_ACTIVITY_
Quote the passage on Snowflake from "The best technology" to "of those technologies." word for word.

The best technology is built to solve a problem in such a way that you cannot imagine going back to the old way. Snowflake is one of those technologies.
I spent most of my career studying and working with SQL Server. While I still love working with SQL Server, the past couple of years working with Snowflake has been a revelation. Let’s dive into a few of the reasons I love working with Snowflake:
- Unlimited Concurrency
- Instantaneous and Secure Data Sharing
- Immediate Scaling of resources
- Platform agnostic
Almost all of the incredible functionality in Snowflake owes its existence to the core concept of micro partitions. All data in Snowflake tables is stored in immutable micro partitions. Any changes or updates do not alter existing micro partitions but rather generate new micro partitions. The table’s metadata layer is then updated to point towards this new information.
This means that data can be queried at the same time that data manipulation statements are occurring. It provides no limit to concurrency as there are no read locks required on these micro partitions. In fact, in Snowflake locks are not needed at all.
These micro partitions also allow Snowflake to enable their end users to share data with third parties in a secure and reliable way. Imagine not having to deal with CSVs at all. If you and your vendor are both in Snowflake, it is a simple process to set up a data share between you both. You can literally query your vendor’s data directly as it is imported by the vendor.
When querying you are using your own compute resources and not the vendor’s. This means that there is no cost incurred by the vendor when you access the data share outside of storage. The opposite is true if you are sharing your data with other organizations.
Provisioning new compute resources (labeled warehouses in Snowflake) is an instantaneous process. A simple SQL statement can create a new warehouse or alter an existing one to increase or decrease the compute size (and therefore the cost). This scaling can be both up (increasing the cores and memory available) and out (increasing the number of clusters).

_Saved entries_
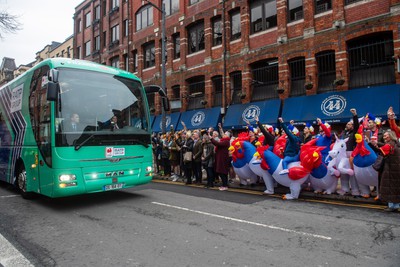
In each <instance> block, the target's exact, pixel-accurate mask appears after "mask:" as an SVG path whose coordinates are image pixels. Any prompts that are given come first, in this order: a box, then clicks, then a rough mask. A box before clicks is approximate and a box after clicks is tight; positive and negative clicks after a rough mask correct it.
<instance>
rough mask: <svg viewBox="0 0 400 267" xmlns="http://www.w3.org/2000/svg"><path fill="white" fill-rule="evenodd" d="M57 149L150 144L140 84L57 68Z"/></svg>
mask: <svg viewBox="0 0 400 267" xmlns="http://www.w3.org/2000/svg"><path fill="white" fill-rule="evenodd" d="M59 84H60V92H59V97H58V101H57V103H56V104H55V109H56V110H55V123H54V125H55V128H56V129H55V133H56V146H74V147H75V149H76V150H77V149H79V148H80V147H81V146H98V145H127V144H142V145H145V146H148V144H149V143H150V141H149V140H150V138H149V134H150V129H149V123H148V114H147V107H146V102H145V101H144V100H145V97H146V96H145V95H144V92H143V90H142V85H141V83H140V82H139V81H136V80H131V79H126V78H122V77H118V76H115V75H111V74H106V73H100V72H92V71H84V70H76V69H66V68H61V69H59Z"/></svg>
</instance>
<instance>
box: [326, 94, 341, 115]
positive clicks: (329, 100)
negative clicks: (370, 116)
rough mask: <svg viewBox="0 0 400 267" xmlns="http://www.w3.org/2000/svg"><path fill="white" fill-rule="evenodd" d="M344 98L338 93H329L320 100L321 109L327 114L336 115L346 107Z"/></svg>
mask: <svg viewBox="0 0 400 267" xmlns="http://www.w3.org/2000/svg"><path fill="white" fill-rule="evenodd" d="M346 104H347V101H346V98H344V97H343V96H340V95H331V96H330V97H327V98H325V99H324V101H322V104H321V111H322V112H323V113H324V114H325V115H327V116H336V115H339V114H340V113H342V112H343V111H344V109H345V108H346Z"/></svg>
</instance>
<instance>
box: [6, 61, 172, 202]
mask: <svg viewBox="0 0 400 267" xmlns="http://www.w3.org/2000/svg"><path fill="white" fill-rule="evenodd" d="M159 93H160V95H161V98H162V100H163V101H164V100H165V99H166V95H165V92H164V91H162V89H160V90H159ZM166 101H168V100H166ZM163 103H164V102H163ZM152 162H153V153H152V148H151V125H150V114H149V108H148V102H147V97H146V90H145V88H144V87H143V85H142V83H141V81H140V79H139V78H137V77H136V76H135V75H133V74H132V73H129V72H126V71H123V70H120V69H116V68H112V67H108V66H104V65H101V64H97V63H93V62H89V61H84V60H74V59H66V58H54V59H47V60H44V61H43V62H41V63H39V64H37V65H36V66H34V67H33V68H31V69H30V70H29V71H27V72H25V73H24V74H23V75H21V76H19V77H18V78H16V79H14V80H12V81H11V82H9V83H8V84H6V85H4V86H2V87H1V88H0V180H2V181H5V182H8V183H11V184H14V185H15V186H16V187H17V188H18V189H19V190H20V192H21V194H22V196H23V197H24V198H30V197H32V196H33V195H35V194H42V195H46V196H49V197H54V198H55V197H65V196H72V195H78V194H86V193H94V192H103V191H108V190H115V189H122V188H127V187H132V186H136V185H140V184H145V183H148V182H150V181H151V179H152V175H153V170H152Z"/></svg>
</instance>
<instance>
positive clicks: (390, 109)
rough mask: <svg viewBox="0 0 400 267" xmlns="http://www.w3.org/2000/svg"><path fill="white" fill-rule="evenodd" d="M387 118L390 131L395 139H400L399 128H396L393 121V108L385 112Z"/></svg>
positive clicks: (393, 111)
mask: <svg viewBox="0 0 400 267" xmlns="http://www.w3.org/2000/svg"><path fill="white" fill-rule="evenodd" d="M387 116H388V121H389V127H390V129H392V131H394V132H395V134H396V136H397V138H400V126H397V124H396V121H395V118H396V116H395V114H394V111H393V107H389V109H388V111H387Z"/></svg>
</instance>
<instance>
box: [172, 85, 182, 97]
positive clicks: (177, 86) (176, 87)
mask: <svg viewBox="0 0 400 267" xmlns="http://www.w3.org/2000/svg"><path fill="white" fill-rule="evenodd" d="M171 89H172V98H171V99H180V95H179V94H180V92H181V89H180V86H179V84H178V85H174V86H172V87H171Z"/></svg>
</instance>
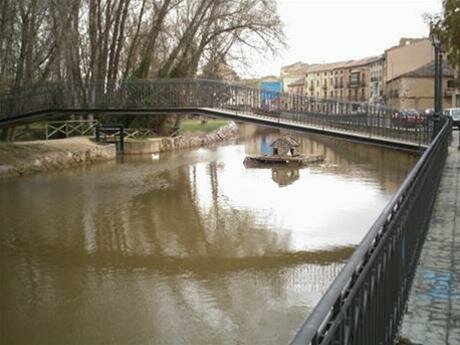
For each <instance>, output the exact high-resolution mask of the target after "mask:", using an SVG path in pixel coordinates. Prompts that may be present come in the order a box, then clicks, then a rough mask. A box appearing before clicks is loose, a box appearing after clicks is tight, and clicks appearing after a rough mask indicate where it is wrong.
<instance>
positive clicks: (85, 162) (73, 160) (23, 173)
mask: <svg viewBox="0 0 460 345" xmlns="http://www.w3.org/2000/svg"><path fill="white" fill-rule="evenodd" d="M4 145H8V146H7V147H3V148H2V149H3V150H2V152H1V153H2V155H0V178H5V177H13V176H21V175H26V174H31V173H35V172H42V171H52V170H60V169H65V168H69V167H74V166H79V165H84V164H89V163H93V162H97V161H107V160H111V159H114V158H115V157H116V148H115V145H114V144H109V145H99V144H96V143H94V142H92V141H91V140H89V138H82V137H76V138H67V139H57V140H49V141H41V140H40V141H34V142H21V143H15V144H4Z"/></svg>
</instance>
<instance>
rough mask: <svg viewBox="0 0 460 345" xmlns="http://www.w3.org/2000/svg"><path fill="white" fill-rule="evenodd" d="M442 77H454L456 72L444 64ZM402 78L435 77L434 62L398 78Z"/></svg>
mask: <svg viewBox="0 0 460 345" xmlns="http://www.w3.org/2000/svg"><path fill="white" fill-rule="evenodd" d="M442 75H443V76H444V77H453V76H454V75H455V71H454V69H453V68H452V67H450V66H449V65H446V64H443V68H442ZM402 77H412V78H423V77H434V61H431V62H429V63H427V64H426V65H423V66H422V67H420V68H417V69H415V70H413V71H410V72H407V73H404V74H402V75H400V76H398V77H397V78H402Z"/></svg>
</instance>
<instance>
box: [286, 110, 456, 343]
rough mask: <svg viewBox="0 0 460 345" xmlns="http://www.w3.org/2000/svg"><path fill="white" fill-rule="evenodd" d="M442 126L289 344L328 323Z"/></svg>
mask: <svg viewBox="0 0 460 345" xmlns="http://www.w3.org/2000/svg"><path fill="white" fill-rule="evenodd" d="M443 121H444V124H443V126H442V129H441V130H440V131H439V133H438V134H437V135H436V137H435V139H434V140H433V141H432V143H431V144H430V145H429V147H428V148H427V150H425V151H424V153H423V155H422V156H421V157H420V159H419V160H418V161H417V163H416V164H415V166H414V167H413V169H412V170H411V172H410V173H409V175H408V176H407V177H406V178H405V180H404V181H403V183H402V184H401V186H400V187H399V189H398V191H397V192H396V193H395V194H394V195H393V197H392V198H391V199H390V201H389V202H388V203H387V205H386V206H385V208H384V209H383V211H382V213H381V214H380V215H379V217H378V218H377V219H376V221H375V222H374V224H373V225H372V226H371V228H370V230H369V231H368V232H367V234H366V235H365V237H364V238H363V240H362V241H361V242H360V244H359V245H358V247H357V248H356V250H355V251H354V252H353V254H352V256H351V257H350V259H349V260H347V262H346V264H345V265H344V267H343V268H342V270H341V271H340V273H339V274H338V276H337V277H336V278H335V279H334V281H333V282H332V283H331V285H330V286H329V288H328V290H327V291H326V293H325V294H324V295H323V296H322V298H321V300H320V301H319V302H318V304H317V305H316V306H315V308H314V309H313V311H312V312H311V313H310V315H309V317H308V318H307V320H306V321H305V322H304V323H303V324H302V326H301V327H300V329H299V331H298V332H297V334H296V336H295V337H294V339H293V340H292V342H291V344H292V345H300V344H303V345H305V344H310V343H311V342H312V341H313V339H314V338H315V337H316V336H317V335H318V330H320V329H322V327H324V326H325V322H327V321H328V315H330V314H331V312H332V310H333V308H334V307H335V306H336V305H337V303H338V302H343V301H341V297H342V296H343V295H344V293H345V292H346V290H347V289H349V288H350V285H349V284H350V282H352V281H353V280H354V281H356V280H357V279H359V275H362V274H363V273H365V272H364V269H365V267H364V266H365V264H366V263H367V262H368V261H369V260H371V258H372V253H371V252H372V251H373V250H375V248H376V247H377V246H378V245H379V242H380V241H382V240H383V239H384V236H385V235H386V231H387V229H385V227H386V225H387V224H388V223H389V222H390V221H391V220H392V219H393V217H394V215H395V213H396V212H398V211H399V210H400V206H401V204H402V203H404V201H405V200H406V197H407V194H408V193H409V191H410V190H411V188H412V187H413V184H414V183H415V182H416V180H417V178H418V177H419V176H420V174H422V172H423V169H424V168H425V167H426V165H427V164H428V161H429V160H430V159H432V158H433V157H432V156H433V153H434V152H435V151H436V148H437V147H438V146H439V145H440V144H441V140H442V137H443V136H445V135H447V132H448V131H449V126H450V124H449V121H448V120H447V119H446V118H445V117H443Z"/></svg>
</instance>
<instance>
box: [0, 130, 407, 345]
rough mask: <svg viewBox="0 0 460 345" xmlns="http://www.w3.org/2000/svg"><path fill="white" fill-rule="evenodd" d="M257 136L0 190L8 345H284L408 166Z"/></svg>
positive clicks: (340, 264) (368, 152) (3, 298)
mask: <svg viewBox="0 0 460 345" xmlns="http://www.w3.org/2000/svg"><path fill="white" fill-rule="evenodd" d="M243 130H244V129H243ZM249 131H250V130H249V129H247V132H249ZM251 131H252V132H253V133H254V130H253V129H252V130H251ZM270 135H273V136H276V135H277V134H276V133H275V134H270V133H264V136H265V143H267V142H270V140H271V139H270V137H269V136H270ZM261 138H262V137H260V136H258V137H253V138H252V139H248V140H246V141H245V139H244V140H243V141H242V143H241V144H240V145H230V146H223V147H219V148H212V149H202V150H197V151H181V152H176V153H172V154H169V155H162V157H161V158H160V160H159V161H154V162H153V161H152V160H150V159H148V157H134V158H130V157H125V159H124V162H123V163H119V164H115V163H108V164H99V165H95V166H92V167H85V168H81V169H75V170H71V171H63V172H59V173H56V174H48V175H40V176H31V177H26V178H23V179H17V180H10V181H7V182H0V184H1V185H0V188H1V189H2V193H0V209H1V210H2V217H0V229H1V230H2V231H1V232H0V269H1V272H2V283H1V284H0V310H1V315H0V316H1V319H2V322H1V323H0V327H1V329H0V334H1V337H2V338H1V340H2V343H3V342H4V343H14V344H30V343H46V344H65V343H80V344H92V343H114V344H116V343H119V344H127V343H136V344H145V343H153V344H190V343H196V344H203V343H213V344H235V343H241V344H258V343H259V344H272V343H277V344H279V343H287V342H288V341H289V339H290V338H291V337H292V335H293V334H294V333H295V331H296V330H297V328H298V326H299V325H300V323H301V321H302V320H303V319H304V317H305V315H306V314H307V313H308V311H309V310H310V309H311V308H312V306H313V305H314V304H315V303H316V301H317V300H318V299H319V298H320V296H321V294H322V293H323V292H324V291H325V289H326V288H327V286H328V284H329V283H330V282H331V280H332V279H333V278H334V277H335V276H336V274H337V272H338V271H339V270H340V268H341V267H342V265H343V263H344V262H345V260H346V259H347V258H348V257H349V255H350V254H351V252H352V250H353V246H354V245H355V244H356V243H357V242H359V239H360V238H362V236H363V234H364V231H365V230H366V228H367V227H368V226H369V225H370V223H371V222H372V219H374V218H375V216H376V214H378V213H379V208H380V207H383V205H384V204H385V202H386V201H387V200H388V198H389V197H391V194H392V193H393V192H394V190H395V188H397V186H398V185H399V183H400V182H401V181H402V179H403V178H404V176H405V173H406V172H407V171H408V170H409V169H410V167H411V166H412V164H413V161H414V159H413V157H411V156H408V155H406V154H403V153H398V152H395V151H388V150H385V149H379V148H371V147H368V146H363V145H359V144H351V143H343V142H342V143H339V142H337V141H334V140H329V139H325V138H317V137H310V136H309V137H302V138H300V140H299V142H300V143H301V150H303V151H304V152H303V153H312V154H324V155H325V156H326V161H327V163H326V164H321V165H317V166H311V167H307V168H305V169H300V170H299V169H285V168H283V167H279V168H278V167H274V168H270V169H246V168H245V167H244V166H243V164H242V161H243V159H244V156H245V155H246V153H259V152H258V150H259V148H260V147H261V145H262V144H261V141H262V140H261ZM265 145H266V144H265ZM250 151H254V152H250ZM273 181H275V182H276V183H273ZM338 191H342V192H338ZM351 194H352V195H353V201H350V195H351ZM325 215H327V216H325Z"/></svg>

_PROBLEM SOLUTION_
The best technology is built to solve a problem in such a way that you cannot imagine going back to the old way. Snowflake is one of those technologies.